• _Given exercise_
Please turn everything from the line containing "point_to marks one point per instance of the shrub" down to the line containing "point_to marks one point per instance of the young" in the entries below into a numbered list, with both of those lines included and blank lines left out.

• _Stored data entries_
==================================================
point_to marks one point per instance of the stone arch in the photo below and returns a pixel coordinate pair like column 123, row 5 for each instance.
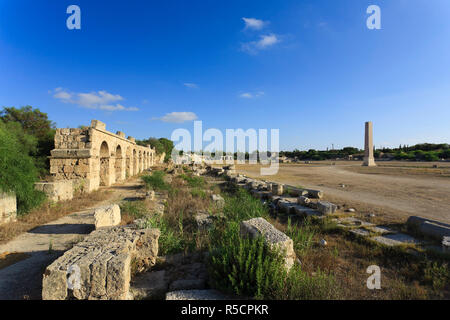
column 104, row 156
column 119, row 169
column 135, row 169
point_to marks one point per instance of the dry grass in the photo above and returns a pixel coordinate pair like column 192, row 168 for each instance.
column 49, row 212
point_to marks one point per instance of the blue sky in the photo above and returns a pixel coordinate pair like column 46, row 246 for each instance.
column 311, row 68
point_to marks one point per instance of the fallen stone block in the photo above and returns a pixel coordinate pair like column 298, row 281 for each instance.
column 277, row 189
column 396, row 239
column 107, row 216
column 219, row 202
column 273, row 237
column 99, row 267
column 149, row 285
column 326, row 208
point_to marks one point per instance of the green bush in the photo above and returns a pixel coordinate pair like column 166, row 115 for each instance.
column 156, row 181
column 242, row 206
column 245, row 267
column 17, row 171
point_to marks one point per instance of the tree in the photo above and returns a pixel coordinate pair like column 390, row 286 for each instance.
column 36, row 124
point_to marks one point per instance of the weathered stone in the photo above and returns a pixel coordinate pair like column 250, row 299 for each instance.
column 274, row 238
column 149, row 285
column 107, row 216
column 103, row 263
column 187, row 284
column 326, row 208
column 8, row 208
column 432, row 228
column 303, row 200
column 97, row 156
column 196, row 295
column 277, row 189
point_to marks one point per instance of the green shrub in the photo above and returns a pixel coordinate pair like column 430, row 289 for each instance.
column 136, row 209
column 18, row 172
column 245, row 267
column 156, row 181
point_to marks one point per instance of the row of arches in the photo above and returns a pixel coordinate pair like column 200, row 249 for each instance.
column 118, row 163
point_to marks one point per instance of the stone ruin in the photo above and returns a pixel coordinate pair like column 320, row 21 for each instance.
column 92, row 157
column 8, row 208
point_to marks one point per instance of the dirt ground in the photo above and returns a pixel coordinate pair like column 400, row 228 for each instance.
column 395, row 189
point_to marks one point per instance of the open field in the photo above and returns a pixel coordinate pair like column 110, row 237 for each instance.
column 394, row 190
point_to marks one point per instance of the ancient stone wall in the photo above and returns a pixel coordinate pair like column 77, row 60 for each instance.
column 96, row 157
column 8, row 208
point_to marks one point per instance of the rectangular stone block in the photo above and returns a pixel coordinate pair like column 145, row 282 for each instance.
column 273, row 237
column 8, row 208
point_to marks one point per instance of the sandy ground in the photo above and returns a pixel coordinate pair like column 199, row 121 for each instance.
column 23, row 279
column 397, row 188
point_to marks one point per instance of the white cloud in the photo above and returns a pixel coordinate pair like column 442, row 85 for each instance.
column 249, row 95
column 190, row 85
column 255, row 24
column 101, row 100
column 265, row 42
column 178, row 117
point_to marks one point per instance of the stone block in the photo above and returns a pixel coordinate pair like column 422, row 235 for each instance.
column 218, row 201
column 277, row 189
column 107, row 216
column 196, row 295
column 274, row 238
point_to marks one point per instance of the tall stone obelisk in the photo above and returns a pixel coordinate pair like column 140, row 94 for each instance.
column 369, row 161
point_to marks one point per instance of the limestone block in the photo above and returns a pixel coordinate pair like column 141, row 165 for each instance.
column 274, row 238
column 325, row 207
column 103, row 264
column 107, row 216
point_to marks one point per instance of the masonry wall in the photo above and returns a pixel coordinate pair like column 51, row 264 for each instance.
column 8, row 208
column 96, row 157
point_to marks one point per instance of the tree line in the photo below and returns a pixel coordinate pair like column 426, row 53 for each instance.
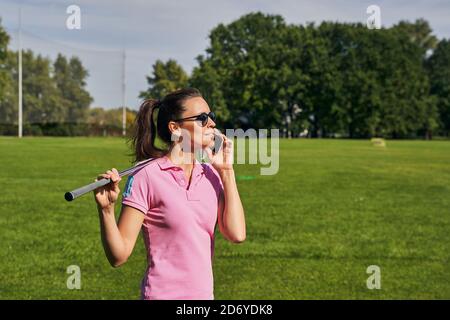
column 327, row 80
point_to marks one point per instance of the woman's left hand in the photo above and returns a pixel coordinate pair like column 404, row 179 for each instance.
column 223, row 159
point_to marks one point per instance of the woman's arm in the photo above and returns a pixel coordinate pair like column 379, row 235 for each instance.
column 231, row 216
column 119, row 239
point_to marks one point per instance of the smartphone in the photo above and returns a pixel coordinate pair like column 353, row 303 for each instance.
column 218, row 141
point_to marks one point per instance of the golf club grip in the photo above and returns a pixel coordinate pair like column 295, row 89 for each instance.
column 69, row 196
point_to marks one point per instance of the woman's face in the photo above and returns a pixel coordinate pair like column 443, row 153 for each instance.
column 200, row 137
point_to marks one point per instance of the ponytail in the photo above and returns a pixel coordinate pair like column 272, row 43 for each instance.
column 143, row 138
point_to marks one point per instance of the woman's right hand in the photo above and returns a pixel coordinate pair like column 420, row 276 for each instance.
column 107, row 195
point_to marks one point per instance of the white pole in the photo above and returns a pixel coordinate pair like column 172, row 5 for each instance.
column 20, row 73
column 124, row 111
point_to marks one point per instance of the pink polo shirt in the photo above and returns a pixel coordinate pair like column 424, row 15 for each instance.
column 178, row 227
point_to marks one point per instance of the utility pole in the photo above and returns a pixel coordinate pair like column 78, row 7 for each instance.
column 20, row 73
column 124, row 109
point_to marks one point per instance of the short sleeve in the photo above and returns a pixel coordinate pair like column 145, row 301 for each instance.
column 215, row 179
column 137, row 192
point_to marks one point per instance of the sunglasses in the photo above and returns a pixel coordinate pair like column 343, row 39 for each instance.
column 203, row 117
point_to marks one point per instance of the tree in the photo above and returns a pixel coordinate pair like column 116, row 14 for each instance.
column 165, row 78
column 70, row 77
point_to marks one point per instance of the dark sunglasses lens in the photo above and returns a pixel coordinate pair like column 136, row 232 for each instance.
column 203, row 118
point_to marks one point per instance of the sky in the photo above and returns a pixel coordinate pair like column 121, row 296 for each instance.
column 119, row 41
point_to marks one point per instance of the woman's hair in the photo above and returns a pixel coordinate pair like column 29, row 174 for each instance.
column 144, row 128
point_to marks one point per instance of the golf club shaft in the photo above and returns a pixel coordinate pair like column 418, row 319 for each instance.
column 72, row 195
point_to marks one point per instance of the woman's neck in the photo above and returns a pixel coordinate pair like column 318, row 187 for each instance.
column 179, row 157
==================================================
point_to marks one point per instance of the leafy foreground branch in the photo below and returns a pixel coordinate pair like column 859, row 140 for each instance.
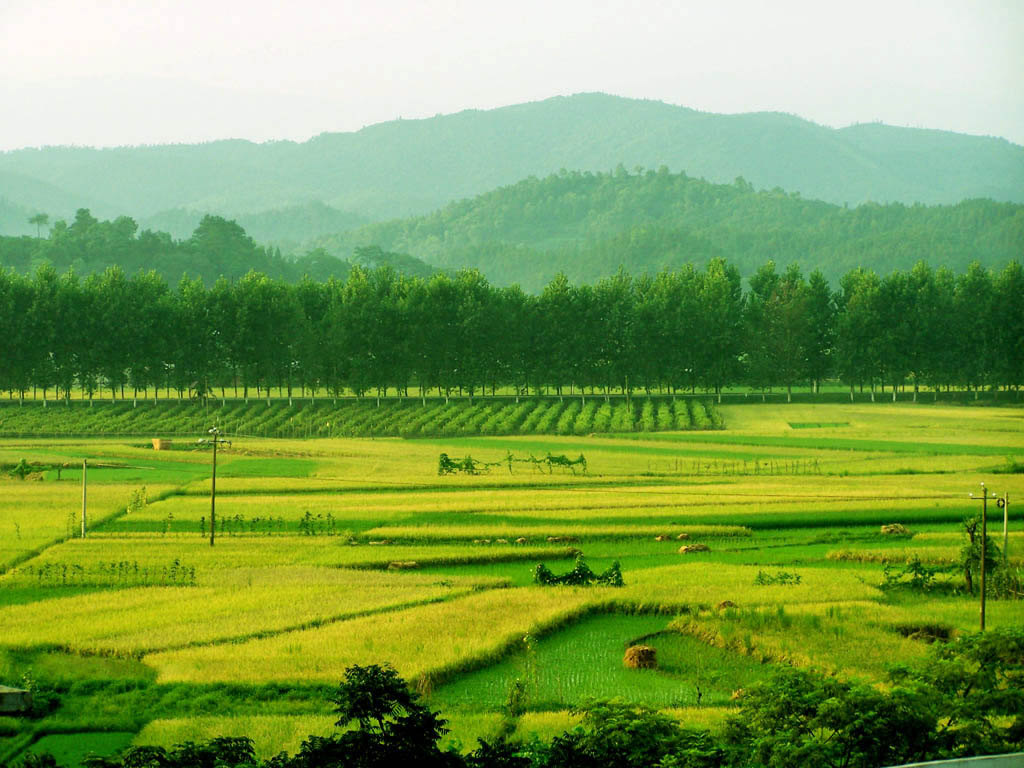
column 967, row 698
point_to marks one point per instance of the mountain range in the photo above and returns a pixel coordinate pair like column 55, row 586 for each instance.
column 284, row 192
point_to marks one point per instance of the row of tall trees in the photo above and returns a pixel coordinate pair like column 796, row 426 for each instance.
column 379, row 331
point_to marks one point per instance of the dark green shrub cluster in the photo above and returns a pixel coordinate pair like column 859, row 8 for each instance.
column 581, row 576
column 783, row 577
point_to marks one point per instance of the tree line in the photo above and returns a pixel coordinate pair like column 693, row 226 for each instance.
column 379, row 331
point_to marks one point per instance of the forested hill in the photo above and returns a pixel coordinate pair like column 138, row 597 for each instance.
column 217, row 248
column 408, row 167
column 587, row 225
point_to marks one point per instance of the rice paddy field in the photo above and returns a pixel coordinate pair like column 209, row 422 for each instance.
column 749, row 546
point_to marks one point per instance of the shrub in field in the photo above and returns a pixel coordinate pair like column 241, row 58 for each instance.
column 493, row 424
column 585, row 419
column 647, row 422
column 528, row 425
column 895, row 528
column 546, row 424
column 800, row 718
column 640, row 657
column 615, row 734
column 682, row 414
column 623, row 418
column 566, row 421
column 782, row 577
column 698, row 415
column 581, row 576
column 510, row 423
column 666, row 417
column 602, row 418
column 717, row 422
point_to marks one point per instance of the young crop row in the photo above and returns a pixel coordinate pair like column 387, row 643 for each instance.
==================================================
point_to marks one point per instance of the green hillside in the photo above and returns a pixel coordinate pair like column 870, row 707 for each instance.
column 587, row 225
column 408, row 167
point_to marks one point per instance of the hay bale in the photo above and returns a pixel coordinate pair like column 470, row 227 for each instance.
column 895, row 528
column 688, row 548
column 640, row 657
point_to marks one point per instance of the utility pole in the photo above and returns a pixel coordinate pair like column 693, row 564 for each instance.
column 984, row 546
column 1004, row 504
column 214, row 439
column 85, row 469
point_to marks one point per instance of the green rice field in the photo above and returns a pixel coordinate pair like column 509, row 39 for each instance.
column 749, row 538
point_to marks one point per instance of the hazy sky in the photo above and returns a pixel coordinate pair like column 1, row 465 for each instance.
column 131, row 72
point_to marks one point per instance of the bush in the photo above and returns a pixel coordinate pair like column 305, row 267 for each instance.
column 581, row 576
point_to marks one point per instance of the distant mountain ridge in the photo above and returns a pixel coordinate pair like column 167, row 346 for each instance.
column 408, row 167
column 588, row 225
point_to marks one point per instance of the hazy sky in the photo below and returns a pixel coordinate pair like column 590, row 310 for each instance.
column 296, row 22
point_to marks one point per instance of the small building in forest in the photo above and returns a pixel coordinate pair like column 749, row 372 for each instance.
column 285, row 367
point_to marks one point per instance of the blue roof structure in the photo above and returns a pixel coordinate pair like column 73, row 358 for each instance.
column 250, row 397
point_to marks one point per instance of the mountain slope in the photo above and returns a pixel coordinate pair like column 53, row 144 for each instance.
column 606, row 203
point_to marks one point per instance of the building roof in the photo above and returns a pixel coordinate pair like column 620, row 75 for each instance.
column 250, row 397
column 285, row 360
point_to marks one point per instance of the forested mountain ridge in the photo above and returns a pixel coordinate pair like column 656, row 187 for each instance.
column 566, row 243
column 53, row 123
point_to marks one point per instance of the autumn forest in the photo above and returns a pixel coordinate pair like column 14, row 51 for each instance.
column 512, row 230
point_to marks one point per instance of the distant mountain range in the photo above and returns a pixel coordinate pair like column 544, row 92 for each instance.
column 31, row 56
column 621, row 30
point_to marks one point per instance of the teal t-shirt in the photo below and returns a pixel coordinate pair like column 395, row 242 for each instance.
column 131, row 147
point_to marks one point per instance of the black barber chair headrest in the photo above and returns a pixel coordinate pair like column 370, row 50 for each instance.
==================================================
• _Reply_
1. point_to marks one point per instance of the shrub in field in the photo above and returns a pixel coordinate pair like column 241, row 58 for each instance.
2. column 493, row 424
3. column 585, row 419
4. column 647, row 422
5. column 528, row 425
6. column 895, row 528
7. column 546, row 424
8. column 800, row 718
9. column 640, row 657
10. column 615, row 734
11. column 682, row 414
12. column 623, row 418
13. column 566, row 421
14. column 782, row 577
15. column 698, row 415
16. column 581, row 576
17. column 510, row 423
18. column 666, row 417
19. column 602, row 418
20. column 717, row 422
21. point_to marks one point per instance of the young crop row in the photo above and returns a pixel coordinate pair like column 387, row 643 for each instance.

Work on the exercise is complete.